**Задание:**
Перепишите слово в слово строки ниже: от строки, где есть "Review step: verify that every instance of the blue", до последней строки включительно.

**Материал для упражнения:**
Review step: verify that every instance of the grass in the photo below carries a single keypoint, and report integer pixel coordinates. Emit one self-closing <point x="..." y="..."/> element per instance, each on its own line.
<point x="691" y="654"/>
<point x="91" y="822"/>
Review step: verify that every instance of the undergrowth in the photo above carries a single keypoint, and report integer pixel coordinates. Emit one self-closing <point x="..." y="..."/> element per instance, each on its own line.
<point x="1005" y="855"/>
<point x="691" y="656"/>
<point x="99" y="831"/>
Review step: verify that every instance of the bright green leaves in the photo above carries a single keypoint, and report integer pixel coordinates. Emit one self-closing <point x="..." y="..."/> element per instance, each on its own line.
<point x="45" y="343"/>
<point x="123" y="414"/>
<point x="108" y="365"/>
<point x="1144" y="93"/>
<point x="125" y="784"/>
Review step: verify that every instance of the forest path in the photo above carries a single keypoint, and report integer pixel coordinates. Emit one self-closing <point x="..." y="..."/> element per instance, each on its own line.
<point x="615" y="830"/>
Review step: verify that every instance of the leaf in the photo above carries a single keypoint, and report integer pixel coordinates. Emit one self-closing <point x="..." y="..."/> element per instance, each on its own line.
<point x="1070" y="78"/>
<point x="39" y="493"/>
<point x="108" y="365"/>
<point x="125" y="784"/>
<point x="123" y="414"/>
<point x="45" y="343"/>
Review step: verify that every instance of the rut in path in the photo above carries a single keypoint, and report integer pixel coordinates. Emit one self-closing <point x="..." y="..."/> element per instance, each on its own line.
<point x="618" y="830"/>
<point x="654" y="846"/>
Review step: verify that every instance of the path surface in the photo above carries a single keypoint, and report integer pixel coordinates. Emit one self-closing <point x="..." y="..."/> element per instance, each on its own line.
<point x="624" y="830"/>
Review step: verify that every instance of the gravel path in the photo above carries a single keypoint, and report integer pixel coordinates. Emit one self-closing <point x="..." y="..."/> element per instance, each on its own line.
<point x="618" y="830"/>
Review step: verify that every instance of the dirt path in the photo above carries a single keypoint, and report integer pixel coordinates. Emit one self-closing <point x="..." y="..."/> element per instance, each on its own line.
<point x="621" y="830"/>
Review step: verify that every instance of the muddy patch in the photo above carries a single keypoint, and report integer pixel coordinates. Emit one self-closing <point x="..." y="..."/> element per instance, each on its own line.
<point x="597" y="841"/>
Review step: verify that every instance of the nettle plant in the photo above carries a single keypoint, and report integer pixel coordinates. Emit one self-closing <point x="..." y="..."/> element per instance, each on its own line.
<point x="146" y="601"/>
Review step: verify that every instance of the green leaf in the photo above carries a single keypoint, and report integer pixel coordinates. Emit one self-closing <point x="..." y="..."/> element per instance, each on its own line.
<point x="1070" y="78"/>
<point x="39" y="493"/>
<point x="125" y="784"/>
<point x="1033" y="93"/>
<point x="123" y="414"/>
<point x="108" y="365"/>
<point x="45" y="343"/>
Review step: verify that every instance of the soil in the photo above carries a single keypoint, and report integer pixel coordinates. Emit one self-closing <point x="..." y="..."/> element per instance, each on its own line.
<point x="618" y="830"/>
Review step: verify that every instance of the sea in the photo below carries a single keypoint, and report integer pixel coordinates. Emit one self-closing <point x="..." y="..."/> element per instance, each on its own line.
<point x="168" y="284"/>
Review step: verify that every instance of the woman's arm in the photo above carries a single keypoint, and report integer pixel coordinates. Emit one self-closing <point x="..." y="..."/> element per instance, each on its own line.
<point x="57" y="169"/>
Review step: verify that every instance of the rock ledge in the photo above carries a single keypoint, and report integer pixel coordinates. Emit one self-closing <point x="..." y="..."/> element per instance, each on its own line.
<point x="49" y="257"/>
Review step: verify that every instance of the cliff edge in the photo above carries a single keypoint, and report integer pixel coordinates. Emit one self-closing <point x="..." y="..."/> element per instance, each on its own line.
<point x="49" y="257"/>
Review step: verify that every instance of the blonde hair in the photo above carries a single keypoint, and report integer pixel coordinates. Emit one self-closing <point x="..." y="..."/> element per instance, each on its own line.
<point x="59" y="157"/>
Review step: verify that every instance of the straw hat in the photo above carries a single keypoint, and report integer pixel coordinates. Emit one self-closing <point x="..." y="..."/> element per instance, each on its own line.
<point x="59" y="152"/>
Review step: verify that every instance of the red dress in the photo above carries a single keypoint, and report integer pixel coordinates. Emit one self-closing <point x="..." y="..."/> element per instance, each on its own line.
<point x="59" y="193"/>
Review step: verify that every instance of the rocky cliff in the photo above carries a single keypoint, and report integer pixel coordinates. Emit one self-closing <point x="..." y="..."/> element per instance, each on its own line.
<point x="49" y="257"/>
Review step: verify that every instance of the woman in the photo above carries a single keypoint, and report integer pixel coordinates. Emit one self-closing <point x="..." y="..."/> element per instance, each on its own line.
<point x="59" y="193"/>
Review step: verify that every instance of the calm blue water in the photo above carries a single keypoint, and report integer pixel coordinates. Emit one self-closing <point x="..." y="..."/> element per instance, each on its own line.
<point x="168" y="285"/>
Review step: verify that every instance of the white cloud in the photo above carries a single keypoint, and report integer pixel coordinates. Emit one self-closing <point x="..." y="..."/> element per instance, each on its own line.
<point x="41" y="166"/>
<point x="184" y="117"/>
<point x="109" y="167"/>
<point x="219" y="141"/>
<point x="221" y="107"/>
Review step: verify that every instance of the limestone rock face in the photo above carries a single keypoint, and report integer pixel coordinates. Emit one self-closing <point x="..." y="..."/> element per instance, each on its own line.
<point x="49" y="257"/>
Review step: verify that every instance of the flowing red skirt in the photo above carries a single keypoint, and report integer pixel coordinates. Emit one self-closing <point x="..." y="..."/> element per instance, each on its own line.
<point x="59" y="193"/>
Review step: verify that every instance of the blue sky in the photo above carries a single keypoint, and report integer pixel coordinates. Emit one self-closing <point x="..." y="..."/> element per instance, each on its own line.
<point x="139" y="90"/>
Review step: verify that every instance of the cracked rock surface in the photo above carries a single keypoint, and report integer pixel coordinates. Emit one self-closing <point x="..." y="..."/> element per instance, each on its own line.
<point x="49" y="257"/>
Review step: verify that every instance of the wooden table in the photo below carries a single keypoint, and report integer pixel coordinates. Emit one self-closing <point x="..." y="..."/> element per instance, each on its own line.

**Полный ответ:**
Review step: verify that every instance of the blue sky in the photo above carries a single keypoint, and report integer pixel coordinates. Emit one self-closing <point x="..." y="..."/> element per instance, each on its own line.
<point x="139" y="90"/>
Review step: verify that every instance of the cracked rock surface in the photo above carries a single keypoint, and report integer pixel coordinates. Emit one self-closing <point x="..." y="..."/> element per instance, each on its own line.
<point x="49" y="257"/>
Review step: verify that every instance of the wooden table in the photo below carries a single keypoint, and report integer pixel coordinates. Emit one self-closing <point x="..." y="..."/> element per instance, each on its own line.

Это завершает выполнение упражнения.